[Stored entries]:
· · ·

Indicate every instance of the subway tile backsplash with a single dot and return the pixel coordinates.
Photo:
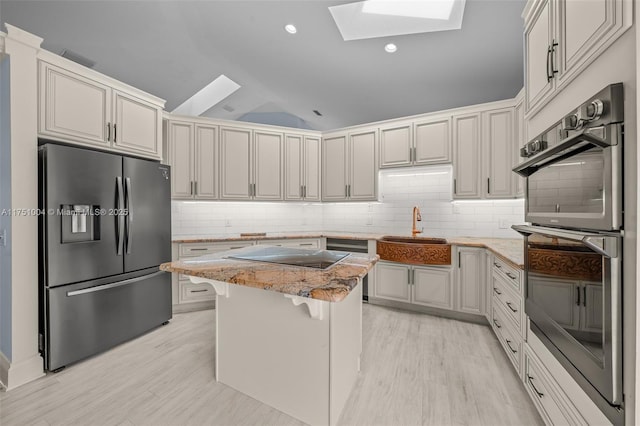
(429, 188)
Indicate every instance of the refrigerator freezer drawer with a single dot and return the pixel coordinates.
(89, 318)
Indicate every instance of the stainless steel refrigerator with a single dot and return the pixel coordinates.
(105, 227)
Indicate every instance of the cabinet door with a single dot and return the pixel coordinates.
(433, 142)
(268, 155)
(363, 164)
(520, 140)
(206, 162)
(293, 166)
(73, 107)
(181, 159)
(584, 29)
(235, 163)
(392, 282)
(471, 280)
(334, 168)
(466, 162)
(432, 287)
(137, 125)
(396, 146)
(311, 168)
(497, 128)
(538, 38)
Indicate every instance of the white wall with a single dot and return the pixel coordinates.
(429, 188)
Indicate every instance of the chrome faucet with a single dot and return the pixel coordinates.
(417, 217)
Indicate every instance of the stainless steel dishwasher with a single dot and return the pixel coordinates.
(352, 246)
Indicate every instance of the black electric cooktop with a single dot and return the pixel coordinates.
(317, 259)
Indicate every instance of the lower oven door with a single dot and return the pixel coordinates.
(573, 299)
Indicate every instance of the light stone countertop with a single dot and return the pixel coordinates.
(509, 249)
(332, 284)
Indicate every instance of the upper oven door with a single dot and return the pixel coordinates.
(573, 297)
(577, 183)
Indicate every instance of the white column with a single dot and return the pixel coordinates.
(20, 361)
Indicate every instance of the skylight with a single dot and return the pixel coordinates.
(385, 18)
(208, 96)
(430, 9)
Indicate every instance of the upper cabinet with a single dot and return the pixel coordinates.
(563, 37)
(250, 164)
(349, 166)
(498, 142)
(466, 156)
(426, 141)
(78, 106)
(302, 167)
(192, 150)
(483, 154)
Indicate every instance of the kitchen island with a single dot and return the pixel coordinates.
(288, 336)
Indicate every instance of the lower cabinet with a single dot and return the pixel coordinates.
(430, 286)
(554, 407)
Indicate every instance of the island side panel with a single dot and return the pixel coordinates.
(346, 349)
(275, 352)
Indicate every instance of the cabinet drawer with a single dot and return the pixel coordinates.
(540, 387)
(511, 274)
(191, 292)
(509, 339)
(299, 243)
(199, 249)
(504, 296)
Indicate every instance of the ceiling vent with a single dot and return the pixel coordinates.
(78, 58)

· · ·

[TASK OBJECTIVE]: Express the records above as a Markdown table with the columns "Row" and "Entry," numbering each row and placing one line in each, with blank lines and pictures omitted.

[ANSWER FOR THE TASK]:
| Row | Entry |
|---|---|
| 1 | Indicate every instance of the subway tile backsplash with a single dot and return the pixel coordinates. |
| 2 | Photo: |
| 3 | (429, 188) |
| 4 | Indicate every instance of the refrigerator freezer drawer with a single dot and return the pixel coordinates. |
| 5 | (89, 318) |
| 6 | Indicate every instance of the stainless steel refrigerator with a single dot and return the pixel coordinates. |
| 7 | (105, 227) |
| 8 | Indicate every instance of the cabinet door with a single dot and return the pixel coordinates. |
| 9 | (433, 142) |
| 10 | (268, 155) |
| 11 | (363, 164) |
| 12 | (520, 140) |
| 13 | (206, 162) |
| 14 | (293, 166) |
| 15 | (73, 107) |
| 16 | (181, 159) |
| 17 | (584, 29) |
| 18 | (235, 163) |
| 19 | (392, 282) |
| 20 | (471, 280) |
| 21 | (334, 168) |
| 22 | (466, 162) |
| 23 | (432, 287) |
| 24 | (137, 125) |
| 25 | (396, 146) |
| 26 | (311, 168) |
| 27 | (497, 128) |
| 28 | (538, 38) |
| 29 | Indicate every instance of the white wall with a single dot and return the pixel coordinates. |
| 30 | (429, 188) |
| 31 | Indicate every instance of the chrome faucet with a single dot and return the pixel coordinates. |
| 32 | (417, 217) |
| 33 | Indicate every instance of the stainless steel dishwasher with a single dot and return the pixel coordinates. |
| 34 | (352, 246) |
| 35 | Indicate every instance of the black electric cooktop with a single dot and return the pixel coordinates. |
| 36 | (317, 259) |
| 37 | Indicate every instance of the lower oven door with a single dot and return the pixel coordinates. |
| 38 | (573, 299) |
| 39 | Indicate every instance of the light stone countertop with a single dot and return the pixel coordinates. |
| 40 | (509, 249) |
| 41 | (332, 284) |
| 42 | Indicate every instance of the upper oven door with a single dot and return the pixel coordinates. |
| 43 | (573, 297) |
| 44 | (577, 183) |
| 45 | Indicate every instance of the white column with a single dot and return the pixel coordinates. |
| 46 | (20, 361) |
| 47 | Indicate every instance of the skylight with a single dot and return the pixel coordinates. |
| 48 | (385, 18) |
| 49 | (208, 96) |
| 50 | (430, 9) |
| 51 | Indicate every instance of the upper cabinet with a single dot and return the pixel coordinates. |
| 52 | (563, 37) |
| 53 | (250, 164) |
| 54 | (349, 166) |
| 55 | (498, 142) |
| 56 | (466, 156) |
| 57 | (426, 141) |
| 58 | (78, 106) |
| 59 | (302, 167) |
| 60 | (192, 150) |
| 61 | (483, 154) |
| 62 | Indicate every instance of the kitchen island with a single dot and return the pixel coordinates. |
| 63 | (288, 336) |
| 64 | Indicate every instance of the lower cabinet with a single dot and return the pixel coordinates. |
| 65 | (430, 286) |
| 66 | (554, 407) |
| 67 | Indicate every instance of the island side panel with a single dot and return the pixel coordinates. |
| 68 | (346, 349) |
| 69 | (275, 352) |
| 70 | Indicate every instance of the cabinet drawer with a single dot and return the pixel coordinates. |
| 71 | (540, 387) |
| 72 | (511, 274) |
| 73 | (191, 292) |
| 74 | (509, 339) |
| 75 | (299, 243) |
| 76 | (199, 249) |
| 77 | (504, 296) |
| 78 | Indicate every instance of the ceiling vent with a single dot and return the pixel coordinates. |
| 79 | (78, 58) |